» PROBLEM TO WORK ON
Can you copy out the listing below, swapping "ceiling fan blade" for "fan blade" throughout and leaving everything else untouched?

» GIVEN ENTRIES
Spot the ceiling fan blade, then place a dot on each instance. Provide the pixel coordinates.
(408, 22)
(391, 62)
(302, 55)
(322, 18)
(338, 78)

» TASK SOLUTION
Spot the fan blade, then place a dot on each instance. Provide the pixel coordinates.
(408, 22)
(391, 62)
(302, 55)
(322, 18)
(338, 78)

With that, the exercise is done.